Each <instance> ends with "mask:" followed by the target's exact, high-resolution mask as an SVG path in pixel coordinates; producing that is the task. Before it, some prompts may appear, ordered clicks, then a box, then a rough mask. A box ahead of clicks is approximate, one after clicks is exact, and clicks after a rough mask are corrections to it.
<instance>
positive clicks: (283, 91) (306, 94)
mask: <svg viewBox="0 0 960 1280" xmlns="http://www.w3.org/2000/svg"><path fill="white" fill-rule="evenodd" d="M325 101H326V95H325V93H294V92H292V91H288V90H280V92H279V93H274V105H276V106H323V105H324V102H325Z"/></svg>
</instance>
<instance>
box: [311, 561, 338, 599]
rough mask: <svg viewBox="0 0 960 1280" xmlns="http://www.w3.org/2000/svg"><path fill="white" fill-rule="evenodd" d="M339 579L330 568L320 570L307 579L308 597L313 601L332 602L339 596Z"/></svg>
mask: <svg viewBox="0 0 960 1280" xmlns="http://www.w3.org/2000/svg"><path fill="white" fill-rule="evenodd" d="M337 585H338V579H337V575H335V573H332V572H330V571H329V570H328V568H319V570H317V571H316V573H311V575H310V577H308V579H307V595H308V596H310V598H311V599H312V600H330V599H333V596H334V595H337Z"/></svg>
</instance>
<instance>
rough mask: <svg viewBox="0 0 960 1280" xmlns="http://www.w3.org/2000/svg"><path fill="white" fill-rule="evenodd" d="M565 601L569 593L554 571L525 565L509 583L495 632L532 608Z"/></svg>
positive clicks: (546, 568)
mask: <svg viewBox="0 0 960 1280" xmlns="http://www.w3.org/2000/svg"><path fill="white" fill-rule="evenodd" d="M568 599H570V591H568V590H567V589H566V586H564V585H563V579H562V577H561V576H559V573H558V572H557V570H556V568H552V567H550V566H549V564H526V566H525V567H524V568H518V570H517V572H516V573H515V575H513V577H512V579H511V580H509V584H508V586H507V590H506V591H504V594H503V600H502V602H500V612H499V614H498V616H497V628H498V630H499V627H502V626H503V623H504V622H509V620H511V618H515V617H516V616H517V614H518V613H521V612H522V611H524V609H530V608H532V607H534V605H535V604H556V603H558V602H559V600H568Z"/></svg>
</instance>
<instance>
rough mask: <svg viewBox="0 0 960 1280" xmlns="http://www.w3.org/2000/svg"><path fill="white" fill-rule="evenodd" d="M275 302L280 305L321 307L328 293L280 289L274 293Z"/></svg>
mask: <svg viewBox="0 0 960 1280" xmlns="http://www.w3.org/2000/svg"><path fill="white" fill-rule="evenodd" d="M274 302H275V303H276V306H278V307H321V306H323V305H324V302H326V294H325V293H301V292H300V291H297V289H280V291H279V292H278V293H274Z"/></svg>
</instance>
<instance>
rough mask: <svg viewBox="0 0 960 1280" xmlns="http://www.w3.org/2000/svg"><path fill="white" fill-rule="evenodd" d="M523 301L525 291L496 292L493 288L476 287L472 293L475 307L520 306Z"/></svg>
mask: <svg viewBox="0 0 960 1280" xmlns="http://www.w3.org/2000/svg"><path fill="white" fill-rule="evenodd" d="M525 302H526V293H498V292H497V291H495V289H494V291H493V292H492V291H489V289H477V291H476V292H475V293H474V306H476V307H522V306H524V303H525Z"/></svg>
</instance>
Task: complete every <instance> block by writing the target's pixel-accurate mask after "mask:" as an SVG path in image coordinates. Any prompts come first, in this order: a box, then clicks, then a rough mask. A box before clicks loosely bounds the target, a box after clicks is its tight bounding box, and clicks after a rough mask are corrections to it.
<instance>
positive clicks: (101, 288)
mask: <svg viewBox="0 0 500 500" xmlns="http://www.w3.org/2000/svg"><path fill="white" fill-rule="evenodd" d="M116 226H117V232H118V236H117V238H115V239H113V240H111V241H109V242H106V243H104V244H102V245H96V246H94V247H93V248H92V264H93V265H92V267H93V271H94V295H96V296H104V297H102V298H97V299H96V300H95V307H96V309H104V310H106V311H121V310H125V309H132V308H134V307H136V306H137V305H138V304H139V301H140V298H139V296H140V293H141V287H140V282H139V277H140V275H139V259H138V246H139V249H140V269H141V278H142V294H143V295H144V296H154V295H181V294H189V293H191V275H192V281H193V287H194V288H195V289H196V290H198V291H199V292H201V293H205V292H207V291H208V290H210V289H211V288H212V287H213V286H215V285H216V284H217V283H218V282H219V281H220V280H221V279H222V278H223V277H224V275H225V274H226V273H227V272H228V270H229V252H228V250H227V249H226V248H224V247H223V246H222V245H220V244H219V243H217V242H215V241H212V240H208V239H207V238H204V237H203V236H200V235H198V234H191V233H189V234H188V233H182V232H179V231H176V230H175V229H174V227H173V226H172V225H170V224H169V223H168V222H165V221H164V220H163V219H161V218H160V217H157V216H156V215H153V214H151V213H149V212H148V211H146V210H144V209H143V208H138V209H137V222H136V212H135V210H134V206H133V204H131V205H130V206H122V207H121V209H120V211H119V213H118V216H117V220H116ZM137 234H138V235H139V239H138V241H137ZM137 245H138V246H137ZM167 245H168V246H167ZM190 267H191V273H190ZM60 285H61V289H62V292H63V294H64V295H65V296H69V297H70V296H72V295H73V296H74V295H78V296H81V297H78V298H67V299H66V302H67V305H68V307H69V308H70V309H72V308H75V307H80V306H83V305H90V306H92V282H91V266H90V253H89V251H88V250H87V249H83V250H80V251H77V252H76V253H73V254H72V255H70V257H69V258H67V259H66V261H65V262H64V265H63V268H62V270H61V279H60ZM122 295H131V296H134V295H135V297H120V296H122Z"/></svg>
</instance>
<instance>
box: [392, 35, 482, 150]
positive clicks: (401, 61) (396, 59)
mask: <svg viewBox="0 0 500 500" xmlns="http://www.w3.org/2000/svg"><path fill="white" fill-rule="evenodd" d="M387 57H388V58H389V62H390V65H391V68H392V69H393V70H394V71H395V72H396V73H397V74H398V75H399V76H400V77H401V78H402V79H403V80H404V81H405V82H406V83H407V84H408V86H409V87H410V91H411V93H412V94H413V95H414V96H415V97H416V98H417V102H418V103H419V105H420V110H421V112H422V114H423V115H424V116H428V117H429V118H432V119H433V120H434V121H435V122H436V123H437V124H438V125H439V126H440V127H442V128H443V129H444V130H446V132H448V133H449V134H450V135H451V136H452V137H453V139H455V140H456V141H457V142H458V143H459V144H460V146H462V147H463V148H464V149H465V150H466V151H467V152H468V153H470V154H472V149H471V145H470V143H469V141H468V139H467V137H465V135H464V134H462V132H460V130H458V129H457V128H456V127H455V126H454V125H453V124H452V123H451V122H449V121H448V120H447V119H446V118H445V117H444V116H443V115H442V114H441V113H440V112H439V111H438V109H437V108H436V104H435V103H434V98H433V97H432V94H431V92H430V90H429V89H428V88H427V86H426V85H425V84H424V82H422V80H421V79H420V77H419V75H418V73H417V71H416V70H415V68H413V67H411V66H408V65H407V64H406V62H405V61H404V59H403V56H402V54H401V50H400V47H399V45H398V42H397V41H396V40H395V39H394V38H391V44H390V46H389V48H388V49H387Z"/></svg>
####################
- DIRECTIONS
Taking the entries above, please repeat each one exactly.

- TASK ANSWER
Each <instance> ends with "mask:" followed by the target's exact, high-resolution mask as an SVG path in pixel coordinates; producing that is the task. Before it, some prompts may appear, ordered clicks, then a box, then a rough mask. A box ahead of clicks is approximate, one after clicks is exact, and clicks after a rough mask are corrections to it.
<instance>
positive clicks: (283, 91) (306, 94)
mask: <svg viewBox="0 0 960 1280" xmlns="http://www.w3.org/2000/svg"><path fill="white" fill-rule="evenodd" d="M325 101H326V95H325V93H294V92H292V91H288V90H280V92H279V93H274V105H276V106H323V105H324V102H325Z"/></svg>
</instance>
<instance>
box: [311, 561, 338, 599]
rough mask: <svg viewBox="0 0 960 1280" xmlns="http://www.w3.org/2000/svg"><path fill="white" fill-rule="evenodd" d="M339 579L330 568L320 570L307 579L308 597L313 601L332 602L339 596Z"/></svg>
mask: <svg viewBox="0 0 960 1280" xmlns="http://www.w3.org/2000/svg"><path fill="white" fill-rule="evenodd" d="M337 585H338V579H337V575H335V573H332V572H330V571H329V570H328V568H319V570H317V571H316V573H311V575H310V577H308V579H307V595H308V596H310V598H311V599H312V600H330V599H333V596H334V595H337Z"/></svg>
</instance>
<instance>
rough mask: <svg viewBox="0 0 960 1280" xmlns="http://www.w3.org/2000/svg"><path fill="white" fill-rule="evenodd" d="M565 601L569 593L554 571L525 565L509 583L495 632L532 608Z"/></svg>
positive clicks: (546, 568)
mask: <svg viewBox="0 0 960 1280" xmlns="http://www.w3.org/2000/svg"><path fill="white" fill-rule="evenodd" d="M568 599H570V591H568V590H567V589H566V586H564V585H563V579H562V577H561V576H559V573H558V572H557V570H556V568H552V567H550V566H549V564H526V566H525V567H524V568H518V570H517V572H516V573H515V575H513V577H512V579H511V580H509V584H508V586H507V590H506V591H504V594H503V600H502V602H500V612H499V614H498V616H497V628H498V630H499V627H502V626H503V623H504V622H509V620H511V618H515V617H516V616H517V614H518V613H521V612H522V611H524V609H530V608H532V607H534V605H535V604H556V603H558V602H559V600H568Z"/></svg>
</instance>
<instance>
rough mask: <svg viewBox="0 0 960 1280" xmlns="http://www.w3.org/2000/svg"><path fill="white" fill-rule="evenodd" d="M275 302L280 305L321 307L328 293L280 289L274 293Z"/></svg>
mask: <svg viewBox="0 0 960 1280" xmlns="http://www.w3.org/2000/svg"><path fill="white" fill-rule="evenodd" d="M274 302H275V303H276V306H278V307H321V306H323V305H324V302H326V294H325V293H301V292H300V291H297V289H280V291H279V292H278V293H274Z"/></svg>
</instance>
<instance>
rough mask: <svg viewBox="0 0 960 1280" xmlns="http://www.w3.org/2000/svg"><path fill="white" fill-rule="evenodd" d="M523 301L525 291L496 292L493 288L476 287L472 293L475 307L520 306Z"/></svg>
mask: <svg viewBox="0 0 960 1280" xmlns="http://www.w3.org/2000/svg"><path fill="white" fill-rule="evenodd" d="M525 302H526V293H498V292H497V291H495V289H494V291H493V292H492V291H489V289H477V291H476V292H475V293H474V306H476V307H522V306H524V303H525Z"/></svg>
</instance>
Task: complete every <instance> block by writing the target's pixel-accurate mask after "mask:" as an SVG path in image coordinates. Any prompts come first, in this order: a box, then clicks, then a rough mask. A box before clicks loosely bounds the target, a box after clicks is its tight bounding box, and clicks after a rough mask are corrections to it.
<instance>
positive clicks: (101, 288)
mask: <svg viewBox="0 0 500 500" xmlns="http://www.w3.org/2000/svg"><path fill="white" fill-rule="evenodd" d="M116 226H117V232H118V236H117V238H115V239H113V240H111V241H109V242H106V243H104V244H102V245H96V246H94V247H93V248H92V264H93V265H92V267H93V271H94V295H96V296H104V297H102V298H97V299H96V300H95V307H96V309H104V310H106V311H121V310H125V309H132V308H134V307H136V306H137V305H138V304H139V301H140V298H139V296H140V293H141V287H140V282H139V277H140V275H139V259H138V246H139V249H140V269H141V278H142V294H143V295H144V296H154V295H181V294H189V293H191V275H192V281H193V287H194V288H195V289H196V290H198V291H199V292H201V293H205V292H207V291H208V290H210V289H211V288H212V287H213V286H215V285H216V284H217V283H218V282H219V281H220V280H221V279H222V278H223V277H224V275H225V274H226V273H227V272H228V270H229V252H228V250H227V249H226V248H224V247H223V246H222V245H220V244H219V243H217V242H215V241H212V240H208V239H207V238H204V237H203V236H200V235H198V234H191V233H189V234H188V233H182V232H179V231H176V230H175V229H174V227H173V226H172V225H170V224H169V223H168V222H165V221H164V220H163V219H161V218H160V217H157V216H156V215H153V214H151V213H149V212H148V211H146V210H144V209H143V208H138V209H137V222H136V212H135V210H134V206H133V204H131V205H130V206H122V207H121V209H120V211H119V213H118V216H117V220H116ZM137 234H138V235H139V239H138V241H137ZM137 245H138V246H137ZM167 245H168V246H167ZM190 267H191V273H190ZM60 285H61V289H62V292H63V294H64V295H65V296H69V297H70V296H72V295H73V296H74V295H78V296H81V297H78V298H67V299H66V302H67V305H68V307H69V308H70V309H72V308H75V307H80V306H83V305H90V306H92V282H91V266H90V253H89V251H88V250H87V249H83V250H80V251H77V252H76V253H73V254H72V255H70V257H69V258H67V259H66V261H65V262H64V265H63V268H62V270H61V279H60ZM122 295H131V296H134V295H135V297H120V296H122Z"/></svg>
</instance>
<instance>
box: [392, 35, 482, 150]
positive clicks: (401, 61) (396, 59)
mask: <svg viewBox="0 0 500 500" xmlns="http://www.w3.org/2000/svg"><path fill="white" fill-rule="evenodd" d="M387 57H388V58H389V62H390V65H391V68H392V69H393V70H394V71H395V72H396V73H397V74H398V75H399V76H400V77H401V78H402V79H403V80H404V81H405V82H406V83H407V84H408V86H409V87H410V91H411V93H412V94H413V95H414V96H415V97H416V98H417V102H418V103H419V105H420V110H421V112H422V114H423V115H424V116H428V117H429V118H432V119H433V120H434V121H435V122H436V123H437V124H438V125H439V126H440V127H442V128H443V129H444V130H446V132H448V133H449V134H450V135H451V136H452V137H453V139H455V140H456V141H457V142H458V143H459V144H460V146H462V147H463V148H464V149H465V150H466V151H467V152H468V153H470V154H472V149H471V145H470V143H469V141H468V139H467V137H465V135H464V134H462V132H460V130H458V129H457V128H456V127H455V126H454V125H453V124H452V123H451V122H449V121H448V120H447V119H446V118H445V117H444V116H443V115H442V114H441V113H440V112H439V111H438V109H437V108H436V104H435V103H434V98H433V97H432V94H431V92H430V90H429V89H428V88H427V86H426V85H425V84H424V82H422V80H421V79H420V77H419V75H418V73H417V71H416V70H415V68H413V67H411V66H408V65H407V64H406V62H405V61H404V59H403V56H402V54H401V50H400V47H399V45H398V42H397V41H396V40H395V39H394V38H391V44H390V46H389V48H388V49H387Z"/></svg>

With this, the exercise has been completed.